[RECORDS SUPPLIED]

****************************************

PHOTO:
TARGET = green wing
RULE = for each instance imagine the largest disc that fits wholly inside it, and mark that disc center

****************************************

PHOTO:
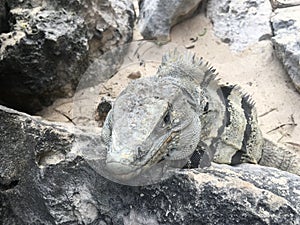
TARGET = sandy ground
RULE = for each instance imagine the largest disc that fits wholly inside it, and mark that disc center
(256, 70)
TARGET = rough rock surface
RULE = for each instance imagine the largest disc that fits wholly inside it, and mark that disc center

****************************************

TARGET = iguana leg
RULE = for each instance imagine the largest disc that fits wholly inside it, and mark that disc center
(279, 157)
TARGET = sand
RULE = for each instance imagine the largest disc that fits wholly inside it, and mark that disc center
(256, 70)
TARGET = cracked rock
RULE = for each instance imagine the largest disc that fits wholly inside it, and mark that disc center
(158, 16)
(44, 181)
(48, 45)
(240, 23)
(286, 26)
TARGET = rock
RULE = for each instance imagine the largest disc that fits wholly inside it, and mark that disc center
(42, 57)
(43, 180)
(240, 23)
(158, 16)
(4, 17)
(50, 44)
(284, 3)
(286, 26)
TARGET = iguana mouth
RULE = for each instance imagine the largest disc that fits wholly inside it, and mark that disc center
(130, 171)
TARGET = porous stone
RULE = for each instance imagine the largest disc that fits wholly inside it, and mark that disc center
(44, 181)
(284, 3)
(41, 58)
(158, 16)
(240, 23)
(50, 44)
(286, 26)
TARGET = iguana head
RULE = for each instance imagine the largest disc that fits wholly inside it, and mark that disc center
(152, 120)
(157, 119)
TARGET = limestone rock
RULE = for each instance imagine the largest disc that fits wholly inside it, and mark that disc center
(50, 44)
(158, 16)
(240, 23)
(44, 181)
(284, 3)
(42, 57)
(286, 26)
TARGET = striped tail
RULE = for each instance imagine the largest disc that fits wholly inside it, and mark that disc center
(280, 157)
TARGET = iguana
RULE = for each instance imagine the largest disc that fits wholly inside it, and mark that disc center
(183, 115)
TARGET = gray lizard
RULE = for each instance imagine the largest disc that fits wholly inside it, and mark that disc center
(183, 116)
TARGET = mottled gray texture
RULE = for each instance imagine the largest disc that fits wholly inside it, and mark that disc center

****************************************

[WORK INSTRUCTIONS] The response must hold only the lines above from the line with "TARGET = cracked rock" through the line with "TARGET = striped tail", each copied exactly, both ends kept.

[RESULT OF THE TASK]
TARGET = cracked rock
RULE = for each instance imagine the largest disc that fits wholly inside it, and mark that disc center
(158, 16)
(44, 181)
(48, 45)
(240, 23)
(286, 26)
TARGET = rock
RULE = for each instance imagine the largest disc that fits wholly inside it, and mark that disc center
(42, 57)
(43, 180)
(240, 23)
(158, 16)
(4, 17)
(50, 44)
(284, 3)
(286, 26)
TARGET = iguana mouth
RULE = for each instance imagine the largest disc that fits wholly inside it, and mark that disc center
(130, 171)
TARGET = porous stone
RULE = for each instance imagine the largest disc that fits wholly inside it, and mark that disc center
(44, 181)
(284, 3)
(41, 58)
(158, 16)
(240, 23)
(50, 44)
(286, 26)
TARGET = iguana head
RULE = for each instance imagine the largest disc that fits wholly inside it, and mark that disc center
(152, 120)
(157, 119)
TARGET = limestone rock
RULE = for each instance imagine the largest disc that fits wholly inside it, and mark that disc center
(50, 44)
(158, 16)
(240, 23)
(44, 181)
(284, 3)
(42, 57)
(286, 26)
TARGET = striped tail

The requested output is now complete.